--- Consignes ---
a: Selon l'extrait sur Mélanésia 2000, quel préalable est nécessaire pour que la rencontre se réalise ?
b: Indiquez si chacune des affirmations suivantes est conforme à l'extrait sur Mélanésia 2000, en citant à l'appui les mots décisifs du texte : (i) Mélanésia 2000 y est présenté comme la dernière étape de la préparation au dialogue ; (ii) les Mélanésiens ont été engagés à adopter une échelle de valeurs nouvelles ; (iii) chaque changement a profité à la culture mélanésienne.
c: Recopiez fidèlement le passage de l'extrait sur Mélanésia 2000 allant de « Pour que cette » à « la première étape. ».

─── Extrait du document ───

Pour que cette rencontre se réalise, un préalable est nécessaire: la reconnaissance d’une culture par l’autre; la reconnaissance de chacun par l’autre comme un être humain différent mais libre, égal et fraternel. Il s’agit de renaître ensemble à une dimension culturelle nouvelle. Sans cette volonté nous continuerons, dos à dos, notre dialogue de sourd.

  Gagner ce pari du dialogue exige une préparation. Mélanésia 2000 peut en être la première étape.

D’abord comme un vaste inventaire culturel, ce Festival doit nous permettre de faire le point sur notre culture. Ensuite comme une réflexion, nous aider à préciser ce que signifie en 1975 l’art de vivre autochtone pour les hommes de ce temps.

Le groupe Mélanésien doit retrouver sa fierté dans une personnalité culturelle originale que les circonstances historiques du peuplement l’ont amené à renier. Sans cesse, point par point, années après années, les Mélanésiens ont été engagés à adopter une échelle de valeurs nouvelles qui les laisse aujourd’hui sur leur faim. Chaque changement fut un marché de dupe dont la culture Mélanésienne a fait les frais.

─── Données brutes ───

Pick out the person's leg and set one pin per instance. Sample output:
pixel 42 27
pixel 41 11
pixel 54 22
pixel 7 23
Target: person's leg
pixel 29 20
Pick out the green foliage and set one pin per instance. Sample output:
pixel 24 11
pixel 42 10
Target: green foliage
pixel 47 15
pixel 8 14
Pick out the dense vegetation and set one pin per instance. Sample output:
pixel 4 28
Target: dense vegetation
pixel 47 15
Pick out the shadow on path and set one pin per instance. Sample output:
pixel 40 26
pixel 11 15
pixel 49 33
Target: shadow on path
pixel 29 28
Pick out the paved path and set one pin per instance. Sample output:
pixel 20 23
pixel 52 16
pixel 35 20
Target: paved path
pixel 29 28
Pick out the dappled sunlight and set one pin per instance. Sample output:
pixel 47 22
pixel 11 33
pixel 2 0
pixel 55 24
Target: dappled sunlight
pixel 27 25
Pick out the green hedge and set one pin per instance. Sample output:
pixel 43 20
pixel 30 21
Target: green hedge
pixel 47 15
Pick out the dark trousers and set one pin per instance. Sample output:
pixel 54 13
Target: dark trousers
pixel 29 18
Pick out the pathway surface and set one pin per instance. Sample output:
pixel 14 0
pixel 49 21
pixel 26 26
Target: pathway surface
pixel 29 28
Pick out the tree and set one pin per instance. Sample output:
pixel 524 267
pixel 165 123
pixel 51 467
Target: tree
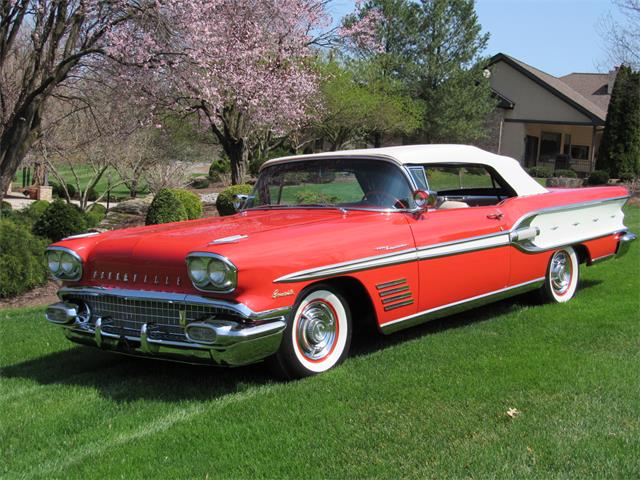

───

--- Réponses attendues ---
a: La reconnaissance d'une culture par l'autre, et la reconnaissance de chacun par l'autre comme un être humain différent mais libre, égal et fraternel.

b:
(i) Non : « Mélanésia 2000 peut en être la première étape. »
(ii) Oui : « les Mélanésiens ont été engagés à adopter une échelle de valeurs nouvelles »
(iii) Non : « Chaque changement fut un marché de dupe dont la culture Mélanésienne a fait les frais. »

c:
Pour que cette rencontre se réalise, un préalable est nécessaire: la reconnaissance d’une culture par l’autre; la reconnaissance de chacun par l’autre comme un être humain différent mais libre, égal et fraternel. Il s’agit de renaître ensemble à une dimension culturelle nouvelle. Sans cette volonté nous continuerons, dos à dos, notre dialogue de sourd.

  Gagner ce pari du dialogue exige une préparation. Mélanésia 2000 peut en être la première étape.